# Project 2

##### import needed packages

In [1]:
from tqdm import tqdm_notebook, tqdm
from collections import defaultdict,Counter
import numpy as np
import torch
import torch.nn as nn
import torch.nn.functional as F
from torch.optim import Adam
from random import shuffle

# Classes and Functions

## Data Manipulation

### Cleaning and preprocessing

In [2]:
def preprocess(train_data, val_data, test_data, vocab_size=10000):
    
    # loop over all the given files
    for data in [train_data, val_data, test_data]:
        # contains a source and a target file
        for k,v in data.items():
            tokenized_path = v[:v.find('.')] + '_tokenized.{}'.format(k)

            # Tokenize 
            tokenize_command = 'perl tools/mosesdecoder/scripts/tokenizer/tokenizer.perl -l {lang} < {file_path} > {output_path}'.format(
                lang=k, file_path=v, output_path=tokenized_path)
            print('tokenize command:\t{}'.format(tokenize_command))
            
            # Lowercase
            lowercase_path = tokenized_path[:tokenized_path.find('.')] + '_lowercased.{}'.format(k)
            lowercase_command = 'perl tools/mosesdecoder/scripts/tokenizer/lowercase.perl < {file_path} > {output_path}'.format(
                file_path=tokenized_path, output_path=lowercase_path)
            print('lowercase command:\t{}\n'.format(lowercase_command))
            
    # BPE
    # Get vocabulary using train data
    script_name = 'python tools/subword-nmt/subword_nmt/learn_joint_bpe_and_vocab.py'
    args = ' --input {train_en} {train_fr} -s {num_symbols} -o {codes_file} --write-vocabulary {vocab_file}.en {vocab_file}.fr'
    substr_index = train_data['en'].find('/')

**Data entries**
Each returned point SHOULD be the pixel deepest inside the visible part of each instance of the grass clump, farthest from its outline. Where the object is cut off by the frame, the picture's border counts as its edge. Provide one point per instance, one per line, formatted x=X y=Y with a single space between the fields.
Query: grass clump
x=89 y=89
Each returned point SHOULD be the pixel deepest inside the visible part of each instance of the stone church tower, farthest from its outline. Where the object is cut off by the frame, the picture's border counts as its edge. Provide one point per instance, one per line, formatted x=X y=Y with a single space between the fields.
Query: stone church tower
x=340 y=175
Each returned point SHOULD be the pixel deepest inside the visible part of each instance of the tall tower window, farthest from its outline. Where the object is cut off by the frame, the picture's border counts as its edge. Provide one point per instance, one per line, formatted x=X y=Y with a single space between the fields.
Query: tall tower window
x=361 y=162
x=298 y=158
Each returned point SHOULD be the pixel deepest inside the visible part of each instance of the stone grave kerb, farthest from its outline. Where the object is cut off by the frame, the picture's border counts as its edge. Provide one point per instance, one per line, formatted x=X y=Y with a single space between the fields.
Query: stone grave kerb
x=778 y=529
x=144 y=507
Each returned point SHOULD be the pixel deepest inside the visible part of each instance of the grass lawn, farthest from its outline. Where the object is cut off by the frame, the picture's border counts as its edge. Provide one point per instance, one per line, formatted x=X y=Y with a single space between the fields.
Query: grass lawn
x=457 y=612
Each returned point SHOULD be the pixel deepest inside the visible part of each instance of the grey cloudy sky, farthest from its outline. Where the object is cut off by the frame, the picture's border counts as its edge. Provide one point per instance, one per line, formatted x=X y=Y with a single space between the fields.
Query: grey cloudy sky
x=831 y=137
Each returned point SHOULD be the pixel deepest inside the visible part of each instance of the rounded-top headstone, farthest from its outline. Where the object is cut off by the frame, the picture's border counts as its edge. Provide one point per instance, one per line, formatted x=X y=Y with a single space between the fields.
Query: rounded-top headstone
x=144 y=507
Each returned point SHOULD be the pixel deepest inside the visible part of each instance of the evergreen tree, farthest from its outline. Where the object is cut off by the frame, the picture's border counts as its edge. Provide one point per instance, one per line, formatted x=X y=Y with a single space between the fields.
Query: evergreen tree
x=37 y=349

**Set exercise**
Continue the preprocessing code for the translation project from the point where it stops. The entries are separate material.

**Exercise answer**
    vocab_file_name = train_data['en'][:substr_index] + '/vocab'
    codes_file_name = train_data['en'][:substr_index] + '/codes.bpe'
    learn_vocab_command = script_name + args.format(
        train_en='data/train/train_tokenized_lowercased.en',
        train_fr='data/train/train_tokenized_lowercased.fr',
        num_symbols=str(vocab_size),
        codes_file=codes_file_name,
        vocab_file=vocab_file_name
    )
    print('learn vocab command:\t{}'.format(learn_vocab_command))
    
    # Process all files the same way for consistency
    script_name = 'python tools/subword-nmt/subword_nmt/apply_bpe.py'
    for data in [train_data, val_data, test_data]:
        for k,v in data.items():
            args = ' -c {codes_file} --vocabulary {vocab_file}.{lang} --vocabulary-threshold 50 < {train_file}.{lang} > {train_file}_bpe.{lang}'
            train_file_name = v[:v.find('.')] + '_tokenized_lowercased'
            bpe_command = script_name + args.format(
                codes_file=codes_file_name,
                vocab_file=vocab_file_name,
                lang=k,
                train_file=train_file_name
            )
            print('bpe command:\t{}'.format(bpe_command))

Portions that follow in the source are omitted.